### TEXT PASSAGE
Although diamonds on Earth are rare, extraterrestrial diamonds (diamonds formed outside of Earth) are very common. Diamonds so tiny that they contain only about 2000 carbon atoms are abundant in meteorites and some of them formed in stars before the Solar System existed. High pressure experiments suggest large amounts of diamonds are formed from methane on the ice giant planets Uranus and Neptune, while some planets in other planetary systems may be almost pure diamond. Diamonds are also found in stars and may have been the first mineral ever to have formed.

Meteorites

In 1987, a team of scientists examined some primitive meteorites and found grains of diamond about 2.5 nanometers in diameter (nanodiamonds). Trapped in them were noble gases whose isotopic signature indicated they came from outside the Solar System. Analyses of additional primitive meteorites also found nanodiamonds. The record of their origins was preserved despite a long and violent history that started when they were ejected from a star into the interstellar medium, went through the formation of the Solar System, were incorporated into a planetary body that was later broken up into meteorites, and finally crashed on the Earth's surface.

In meteorites, nanodiamonds make up about 3 percent of the carbon and 400 parts per million of the mass. Grains of silicon carbide and graphite also have anomalous isotopic patterns. Collectively they are known as presolar grains or stardust and their properties constrain models of nucleosynthesis in giant stars and supernovae.

### REQUIRED ACTION A
Could you write out everything in the passage on extraterrestrial diamonds from "Although diamonds on" down to "to have formed."?
The passage on extraterrestrial diamonds and the rows after it are unrelated material.

### MATERIAL PROVIDED
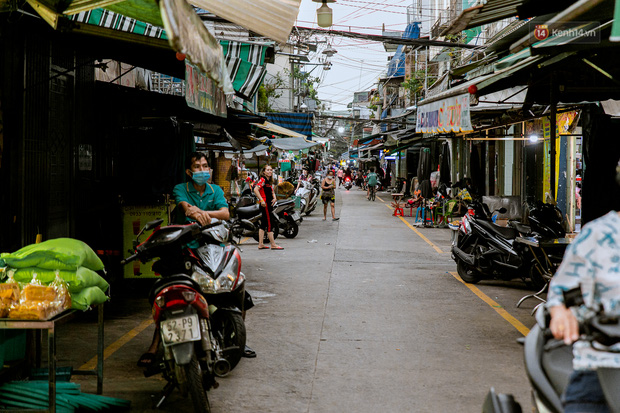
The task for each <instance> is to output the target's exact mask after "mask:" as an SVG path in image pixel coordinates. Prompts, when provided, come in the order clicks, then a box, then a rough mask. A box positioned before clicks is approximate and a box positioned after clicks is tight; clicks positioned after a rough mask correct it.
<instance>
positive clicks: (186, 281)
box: [149, 274, 202, 305]
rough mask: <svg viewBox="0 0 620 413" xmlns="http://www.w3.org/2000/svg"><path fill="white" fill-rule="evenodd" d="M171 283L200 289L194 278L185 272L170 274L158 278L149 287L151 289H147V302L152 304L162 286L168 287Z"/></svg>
mask: <svg viewBox="0 0 620 413" xmlns="http://www.w3.org/2000/svg"><path fill="white" fill-rule="evenodd" d="M171 285H184V286H186V287H190V288H193V289H194V290H196V291H202V290H201V288H200V285H198V283H197V282H196V281H194V280H192V279H191V277H189V276H188V275H186V274H176V275H171V276H169V277H162V278H158V279H157V281H155V284H153V287H151V291H149V302H150V303H151V305H153V302H154V301H155V297H157V294H159V293H160V292H161V291H162V290H163V289H164V288H166V287H169V286H171Z"/></svg>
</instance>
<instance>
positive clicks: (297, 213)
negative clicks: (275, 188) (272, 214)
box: [273, 198, 303, 238]
mask: <svg viewBox="0 0 620 413" xmlns="http://www.w3.org/2000/svg"><path fill="white" fill-rule="evenodd" d="M273 212H274V213H275V214H276V215H277V216H278V218H279V225H280V232H281V233H282V235H284V236H285V237H286V238H295V237H296V236H297V234H298V233H299V224H301V222H302V221H303V218H302V217H301V215H300V214H299V212H297V211H295V201H293V200H292V199H290V198H288V199H281V200H278V201H276V203H275V205H274V206H273Z"/></svg>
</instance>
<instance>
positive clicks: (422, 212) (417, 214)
mask: <svg viewBox="0 0 620 413" xmlns="http://www.w3.org/2000/svg"><path fill="white" fill-rule="evenodd" d="M420 221H422V222H424V208H422V207H418V209H416V211H415V222H420Z"/></svg>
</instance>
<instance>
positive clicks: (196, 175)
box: [192, 171, 211, 185]
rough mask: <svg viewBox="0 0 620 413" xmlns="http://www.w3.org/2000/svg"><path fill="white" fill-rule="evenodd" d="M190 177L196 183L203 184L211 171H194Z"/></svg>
mask: <svg viewBox="0 0 620 413" xmlns="http://www.w3.org/2000/svg"><path fill="white" fill-rule="evenodd" d="M192 179H193V180H194V182H196V183H197V184H198V185H204V184H206V183H207V181H208V180H209V179H211V173H210V172H209V171H200V172H194V174H193V175H192Z"/></svg>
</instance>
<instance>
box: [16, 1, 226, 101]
mask: <svg viewBox="0 0 620 413" xmlns="http://www.w3.org/2000/svg"><path fill="white" fill-rule="evenodd" d="M28 1H29V3H30V4H31V5H32V6H33V8H35V10H37V11H38V12H39V14H41V13H42V9H41V7H37V6H40V3H38V0H28ZM159 4H160V6H161V9H160V8H157V9H154V8H153V7H152V5H151V3H149V2H146V1H145V9H144V10H143V11H142V12H141V13H140V11H134V10H133V9H130V8H128V7H126V6H128V5H129V4H127V5H126V4H125V3H122V4H121V5H114V6H110V7H109V8H113V9H114V10H115V11H111V10H107V9H101V8H99V9H88V10H87V11H81V12H76V13H74V15H71V16H69V18H67V17H65V16H62V15H61V14H54V15H55V16H56V17H55V19H54V20H53V21H52V23H50V21H49V20H48V19H46V21H48V23H50V24H52V27H54V28H55V29H56V28H59V29H61V30H62V31H64V32H75V33H81V34H87V35H93V36H101V37H107V38H112V39H117V40H121V41H124V42H128V43H132V44H142V43H144V42H145V41H148V43H149V44H151V45H158V46H159V47H166V46H165V43H167V44H168V46H167V47H168V48H171V49H173V50H176V51H177V52H180V53H183V54H185V55H186V58H187V60H188V61H189V62H191V63H193V64H194V65H195V66H196V67H198V68H199V70H200V71H201V72H203V73H204V74H205V75H207V76H208V77H209V78H210V79H212V80H213V81H214V82H215V84H216V85H217V87H219V88H221V89H222V90H223V91H224V93H234V89H233V86H232V82H231V80H230V76H229V74H228V71H227V69H226V66H225V64H224V54H223V52H222V47H221V46H220V44H219V41H218V40H217V39H216V38H215V37H214V36H213V35H212V34H211V32H210V31H209V30H208V29H207V28H206V27H205V25H204V24H203V23H202V20H200V17H198V15H196V13H195V12H194V10H193V9H192V8H191V6H189V5H188V4H187V3H186V2H175V1H174V0H162V1H161V2H160V3H159ZM121 6H125V7H121ZM50 13H52V12H49V13H47V14H46V13H43V14H45V15H48V16H49V14H50ZM123 13H128V14H130V15H127V14H123ZM157 13H159V18H157V17H156V14H157ZM43 14H42V15H43ZM68 14H73V13H68ZM131 15H137V16H140V18H137V19H136V18H135V17H134V16H131ZM59 25H60V27H59ZM154 39H166V40H167V42H165V43H164V42H162V41H161V40H154Z"/></svg>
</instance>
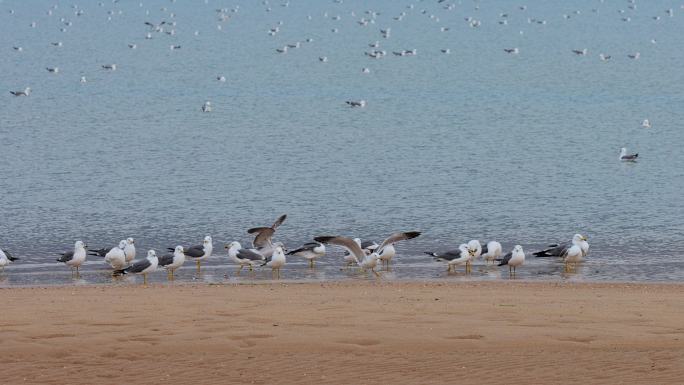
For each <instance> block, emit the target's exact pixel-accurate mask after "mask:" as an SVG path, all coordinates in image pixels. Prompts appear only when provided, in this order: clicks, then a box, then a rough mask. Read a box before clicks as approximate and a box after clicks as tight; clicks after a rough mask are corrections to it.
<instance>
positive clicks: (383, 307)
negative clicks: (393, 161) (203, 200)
mask: <svg viewBox="0 0 684 385" xmlns="http://www.w3.org/2000/svg"><path fill="white" fill-rule="evenodd" d="M4 293H9V292H7V291H5V292H4ZM11 294H12V295H9V296H5V298H4V303H3V307H4V310H3V318H2V320H0V330H2V331H3V333H1V334H0V354H1V355H2V356H3V357H4V364H3V368H4V370H3V381H5V382H6V383H8V384H15V383H36V384H59V383H64V382H69V383H72V384H91V383H102V384H110V383H111V384H115V383H122V382H126V383H132V384H138V383H140V384H143V383H144V384H176V383H177V384H184V383H197V384H214V383H226V382H230V383H239V384H252V383H255V384H273V383H305V384H339V383H349V382H351V381H354V382H358V383H362V384H386V383H393V384H415V383H421V384H446V383H465V384H477V383H506V384H517V383H520V384H524V383H542V382H547V383H549V382H550V383H576V382H577V381H583V382H586V383H591V384H613V383H659V384H663V383H668V384H669V383H679V382H681V378H682V377H683V376H684V326H682V320H683V319H684V284H658V283H655V284H654V283H636V284H624V283H621V284H616V283H584V282H581V283H578V282H556V283H541V282H527V281H526V282H498V281H496V282H483V281H479V282H395V281H392V282H318V283H296V282H295V283H284V282H275V283H273V282H264V283H252V284H214V285H210V284H196V283H190V284H181V285H177V286H174V287H173V288H171V287H169V286H168V285H157V284H153V285H150V286H149V287H147V288H145V287H141V286H138V285H123V286H106V285H104V286H64V287H57V288H55V287H42V288H38V287H32V288H14V291H13V292H12V293H11Z"/></svg>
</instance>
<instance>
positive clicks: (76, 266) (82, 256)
mask: <svg viewBox="0 0 684 385" xmlns="http://www.w3.org/2000/svg"><path fill="white" fill-rule="evenodd" d="M86 248H87V246H86V245H85V243H83V241H76V243H75V244H74V249H73V250H70V251H67V252H65V253H62V256H61V257H59V258H57V262H62V263H64V264H65V265H67V266H69V267H70V268H71V273H72V274H73V272H74V268H76V274H77V275H78V273H79V271H78V268H79V267H81V265H82V264H83V262H85V259H86Z"/></svg>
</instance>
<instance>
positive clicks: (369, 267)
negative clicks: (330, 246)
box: [314, 236, 380, 277]
mask: <svg viewBox="0 0 684 385" xmlns="http://www.w3.org/2000/svg"><path fill="white" fill-rule="evenodd" d="M314 241H316V242H320V243H329V244H332V245H338V246H342V247H344V248H345V249H346V250H347V251H348V252H349V254H350V255H351V256H353V257H354V260H355V261H356V263H357V265H359V267H360V268H361V269H363V270H364V271H368V270H370V271H371V272H372V273H373V274H375V276H376V277H379V276H380V274H379V273H378V272H377V271H375V267H376V266H377V265H378V254H377V253H375V252H373V253H370V254H369V255H366V252H364V251H363V249H362V248H361V246H360V245H359V244H358V243H356V242H355V241H354V240H353V239H351V238H347V237H341V236H322V237H316V238H314Z"/></svg>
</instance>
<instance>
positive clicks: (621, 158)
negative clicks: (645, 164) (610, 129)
mask: <svg viewBox="0 0 684 385" xmlns="http://www.w3.org/2000/svg"><path fill="white" fill-rule="evenodd" d="M638 157H639V153H636V154H627V149H626V148H624V147H622V148H621V149H620V160H621V161H623V162H636V160H637V158H638Z"/></svg>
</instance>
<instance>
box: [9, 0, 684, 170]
mask: <svg viewBox="0 0 684 385" xmlns="http://www.w3.org/2000/svg"><path fill="white" fill-rule="evenodd" d="M169 2H170V4H173V3H175V2H176V0H170V1H169ZM118 3H119V0H111V4H112V7H111V9H109V10H108V11H107V14H106V17H107V21H108V22H114V21H115V19H116V18H117V17H118V16H119V15H122V14H123V10H122V9H117V4H118ZM204 3H205V4H208V0H205V2H204ZM274 3H275V2H274ZM333 3H334V4H336V5H341V4H342V3H343V0H333ZM417 3H418V4H419V6H418V7H417V6H416V5H415V4H404V5H400V6H398V7H401V8H403V9H402V10H401V11H400V12H397V13H396V14H394V15H393V16H391V19H388V20H384V18H383V17H382V16H381V15H384V12H380V11H378V10H372V9H368V10H364V11H349V15H350V16H351V17H353V18H355V19H356V25H358V26H359V28H368V27H369V26H373V25H376V24H379V23H381V22H382V23H395V24H397V26H399V24H398V23H400V22H401V21H402V20H403V19H404V18H406V17H409V16H410V15H411V14H414V13H416V12H419V13H420V15H421V16H423V17H428V18H429V20H430V21H432V22H434V23H438V24H439V25H440V26H439V31H440V32H448V31H449V30H450V29H452V27H451V26H449V25H444V23H442V22H441V21H440V15H439V14H436V13H435V12H434V11H435V10H434V9H430V7H429V6H431V5H434V4H435V3H436V4H437V5H438V6H439V8H440V9H441V11H443V12H452V11H464V10H465V9H466V6H464V5H463V4H462V3H461V2H453V1H447V0H437V1H436V2H435V1H434V0H433V1H432V2H429V1H426V0H420V1H417ZM603 3H604V0H598V1H597V6H596V7H595V8H592V9H591V12H592V13H594V14H599V13H600V12H604V10H603V9H601V7H600V6H599V5H602V4H603ZM97 4H98V6H99V7H105V6H106V4H105V2H99V3H97ZM138 5H139V7H140V8H143V7H144V6H145V4H144V3H142V2H140V3H139V4H138ZM261 5H262V6H263V9H264V12H266V13H275V10H274V7H285V8H287V7H289V6H290V1H289V0H286V1H280V2H278V3H277V4H271V3H270V1H269V0H263V1H262V2H261ZM625 5H626V8H618V9H616V10H610V12H615V11H617V15H618V16H619V17H620V19H621V20H622V22H625V23H629V22H632V21H633V18H634V19H635V20H639V21H641V20H644V19H642V18H641V17H639V18H637V15H639V16H643V15H640V14H639V13H638V11H637V9H638V8H637V4H636V0H627V1H626V4H625ZM71 8H72V14H73V16H74V17H75V18H76V19H79V18H83V17H87V15H88V12H86V10H85V8H83V7H81V6H79V5H76V4H73V5H72V6H71ZM533 8H534V7H530V9H528V6H527V5H517V6H513V5H511V7H510V9H509V10H502V11H501V12H499V13H498V17H497V20H496V23H497V24H498V25H499V26H500V27H502V28H504V27H506V26H508V25H509V20H510V19H511V18H512V17H513V16H516V17H517V16H520V15H522V16H523V17H525V18H526V21H527V23H528V24H530V25H547V24H548V23H550V21H549V20H546V19H541V18H537V17H534V16H533V12H534V10H533ZM680 8H683V9H684V5H681V6H680ZM58 9H59V5H58V4H53V5H52V6H51V7H50V8H49V9H47V10H46V11H45V12H46V14H47V15H48V16H50V17H52V16H53V15H55V14H56V12H57V10H58ZM479 11H480V3H479V2H478V1H475V2H474V6H473V8H471V9H470V10H469V11H465V12H469V13H471V15H468V14H467V13H465V14H464V17H463V20H464V21H465V23H467V25H468V26H469V27H470V28H473V29H478V28H481V27H482V25H483V19H482V18H481V17H476V16H472V14H478V12H479ZM161 12H162V13H163V14H164V15H165V18H164V20H161V21H159V22H152V21H149V20H148V21H144V23H141V24H143V25H144V26H145V27H146V28H148V30H147V32H145V33H144V35H142V34H141V39H142V38H143V37H144V40H146V41H152V40H155V39H157V40H158V38H157V37H158V36H164V35H169V36H176V35H177V33H178V32H177V29H176V27H177V25H178V20H177V19H176V18H177V15H176V13H175V12H174V11H173V10H172V9H171V7H166V6H165V7H162V8H161ZM215 12H216V18H217V21H218V23H217V24H216V28H217V29H218V30H222V29H223V28H224V25H225V23H227V22H229V21H230V20H231V19H233V18H235V17H238V14H239V13H240V5H234V6H233V7H230V8H217V9H215ZM514 12H515V13H518V14H520V15H518V14H515V15H514ZM9 13H10V14H11V15H14V14H15V11H14V10H13V9H10V10H9ZM674 14H675V12H674V9H673V8H667V9H664V10H663V11H662V15H661V14H653V15H650V17H648V18H647V20H649V19H650V21H651V22H654V23H659V22H661V21H662V20H663V19H664V18H665V17H667V18H671V17H674ZM145 15H146V16H149V15H150V11H149V9H148V10H146V11H145ZM581 15H582V12H581V10H579V9H576V10H574V11H572V12H567V13H563V14H562V15H559V16H562V19H564V20H569V19H573V18H577V17H581ZM322 16H323V18H325V19H328V20H329V21H330V22H331V25H330V33H339V32H340V28H341V27H340V26H339V24H337V23H336V22H338V21H339V20H341V19H342V16H341V15H340V14H333V12H325V13H324V14H323V15H322ZM618 16H616V17H618ZM313 18H314V16H313V15H307V16H306V19H307V20H309V21H310V20H312V19H313ZM60 22H61V24H60V28H59V30H60V32H67V31H68V30H69V28H71V27H73V26H74V25H75V22H74V21H73V18H70V17H68V16H67V14H64V16H62V17H61V18H60ZM485 22H489V20H487V21H485ZM554 22H555V21H554ZM26 27H27V28H38V27H39V26H38V23H37V22H36V21H32V22H31V23H30V24H29V25H27V26H26ZM283 28H285V26H284V23H283V22H282V21H279V22H278V23H277V25H275V26H272V27H270V28H268V30H267V31H265V32H266V33H267V34H268V35H270V36H277V35H278V34H280V33H281V29H283ZM378 33H379V37H381V38H382V39H383V40H388V39H390V37H391V35H392V27H390V26H383V27H380V28H379V29H378ZM519 34H520V35H523V34H524V31H522V30H520V31H519ZM194 35H195V36H199V35H200V31H199V30H195V31H194ZM313 42H314V39H313V38H311V37H308V38H306V39H304V40H303V41H296V42H292V43H288V44H286V45H284V46H282V47H278V48H275V49H274V51H275V53H276V54H279V55H283V54H287V53H288V52H292V51H293V50H297V49H299V48H300V47H303V46H304V45H305V44H312V43H313ZM650 43H651V44H653V45H656V44H657V43H658V42H657V40H656V39H651V40H650ZM122 44H124V43H122ZM125 44H127V46H128V48H129V49H131V50H136V49H138V48H139V47H140V48H142V47H143V45H142V44H141V43H140V42H126V43H125ZM50 45H51V46H53V47H55V48H59V49H62V48H61V47H63V46H64V44H63V42H62V41H59V40H58V41H54V40H52V41H50ZM368 47H369V48H370V50H365V51H364V52H363V54H364V55H365V56H367V57H368V58H370V59H381V58H383V57H385V56H387V55H388V53H387V51H386V50H384V49H381V44H380V40H375V41H373V42H370V43H368ZM12 48H13V50H14V51H15V52H17V53H21V52H24V47H23V46H21V45H14V46H13V47H12ZM169 48H170V50H172V51H173V50H178V49H181V48H182V46H181V45H180V44H176V43H174V44H171V45H170V46H169ZM440 52H441V53H442V54H447V55H448V54H451V52H452V51H451V49H450V48H446V47H445V48H442V49H440ZM502 52H503V53H504V54H508V55H521V54H524V53H523V52H521V49H520V48H519V47H503V48H502ZM391 53H392V55H393V56H415V55H418V50H417V49H416V48H411V49H398V50H392V51H391ZM568 53H569V54H570V55H575V56H588V55H589V50H588V49H587V48H584V47H583V48H569V49H568ZM613 56H614V55H611V54H608V53H605V52H601V53H599V54H598V58H599V59H600V60H601V61H603V62H608V61H611V60H612V59H613ZM625 56H626V57H627V58H629V59H630V60H639V59H640V58H641V56H642V55H641V53H640V52H639V51H634V52H630V53H627V54H625ZM318 60H319V61H320V62H322V63H326V62H328V60H329V59H328V56H325V55H321V56H320V57H319V58H318ZM100 67H101V70H103V71H108V72H114V71H116V70H117V68H118V67H117V64H114V63H104V64H102V65H101V66H100ZM45 69H46V70H47V71H48V72H49V73H51V74H59V73H61V69H60V68H59V67H57V66H47V67H45ZM81 70H82V69H81ZM370 72H371V69H370V68H369V67H363V68H362V69H361V73H362V74H369V73H370ZM216 81H218V82H226V76H225V75H222V74H219V75H217V76H216ZM80 82H81V83H87V82H88V79H87V78H86V76H81V77H80ZM31 93H32V88H31V87H30V86H27V87H25V88H23V89H20V90H11V91H10V94H12V95H14V96H16V97H28V96H30V95H31ZM345 103H346V105H348V106H350V107H352V108H364V107H366V106H367V104H368V103H367V101H366V100H364V99H360V100H347V101H346V102H345ZM212 109H213V106H212V103H211V101H208V100H207V101H205V102H204V104H203V105H202V106H201V111H203V112H211V111H212ZM642 126H643V127H645V128H650V127H651V123H650V122H649V120H648V119H644V120H643V122H642ZM637 157H638V154H628V153H627V150H626V149H625V148H622V149H621V152H620V156H619V160H621V161H627V162H635V161H636V160H637Z"/></svg>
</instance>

### REQUIRED ACTION B
In the rows, can you repeat everything from the line that contains "For each <instance> block, emit" down to the line that contains "negative clicks: (393, 161) (203, 200)", both of those lines included?

### ANSWER AREA A
Although diamonds on Earth are rare, extraterrestrial diamonds (diamonds formed outside of Earth) are very common. Diamonds so tiny that they contain only about 2000 carbon atoms are abundant in meteorites and some of them formed in stars before the Solar System existed. High pressure experiments suggest large amounts of diamonds are formed from methane on the ice giant planets Uranus and Neptune, while some planets in other planetary systems may be almost pure diamond. Diamonds are also found in stars and may have been the first mineral ever to have formed.

### ANSWER AREA B
For each <instance> block, emit the target's exact pixel-accurate mask after "mask:" as an SVG path, all coordinates in image pixels. Prompts appear only when provided, in this order: clicks, then a box, then a rough mask. Read a box before clicks as approximate and a box after clicks as tight; clicks after a rough mask are corrections to it.
<instance>
positive clicks: (383, 307)
negative clicks: (393, 161) (203, 200)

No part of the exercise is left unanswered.